[Point annotation dataset records]

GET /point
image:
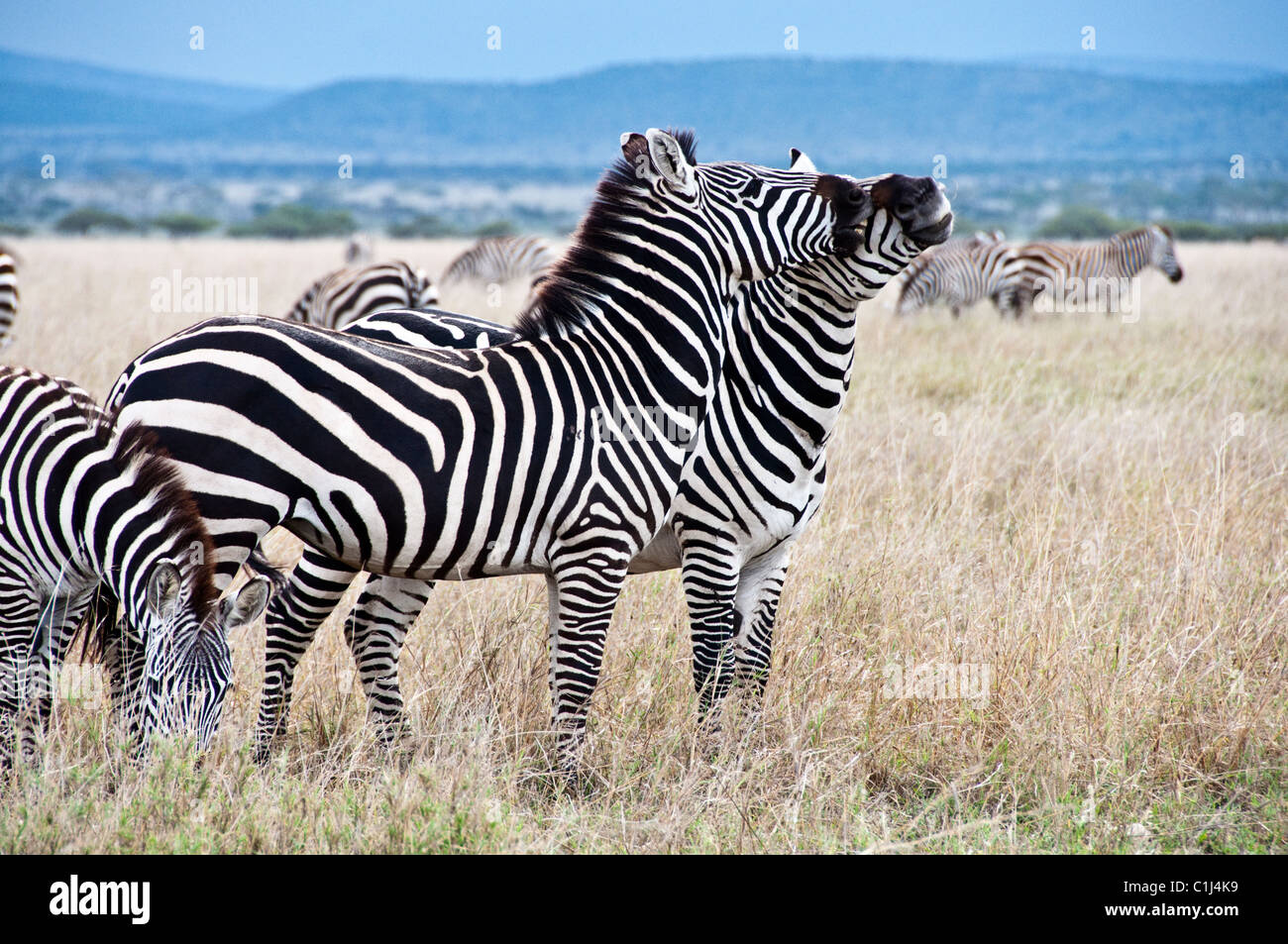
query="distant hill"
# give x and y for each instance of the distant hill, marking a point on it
(859, 115)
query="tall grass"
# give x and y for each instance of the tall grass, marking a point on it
(1091, 511)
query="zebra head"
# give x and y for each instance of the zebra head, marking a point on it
(187, 666)
(763, 219)
(1162, 253)
(910, 214)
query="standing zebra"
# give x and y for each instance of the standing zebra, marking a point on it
(80, 504)
(8, 294)
(347, 295)
(961, 273)
(498, 259)
(465, 464)
(752, 484)
(1094, 271)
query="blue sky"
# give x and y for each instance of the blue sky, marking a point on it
(301, 44)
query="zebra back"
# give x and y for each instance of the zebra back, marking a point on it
(960, 273)
(501, 259)
(1044, 264)
(349, 294)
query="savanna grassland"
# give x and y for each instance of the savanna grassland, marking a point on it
(1093, 515)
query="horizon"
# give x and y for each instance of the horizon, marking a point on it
(284, 52)
(1069, 62)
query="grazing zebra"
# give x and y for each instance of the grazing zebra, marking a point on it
(961, 273)
(752, 484)
(1095, 271)
(498, 259)
(347, 295)
(81, 505)
(8, 294)
(467, 464)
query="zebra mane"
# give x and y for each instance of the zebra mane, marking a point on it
(137, 450)
(561, 299)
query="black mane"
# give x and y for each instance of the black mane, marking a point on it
(558, 301)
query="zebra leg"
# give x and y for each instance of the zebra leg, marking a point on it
(758, 609)
(47, 647)
(709, 575)
(123, 656)
(294, 616)
(18, 616)
(583, 595)
(375, 633)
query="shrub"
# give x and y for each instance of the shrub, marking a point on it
(296, 222)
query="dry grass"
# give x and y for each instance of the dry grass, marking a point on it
(1095, 511)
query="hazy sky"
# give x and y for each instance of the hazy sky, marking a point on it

_Short task:_ How many lines of the records contain the string "shrub"? Case counts, so give only the number.

_Problem solution:_ 2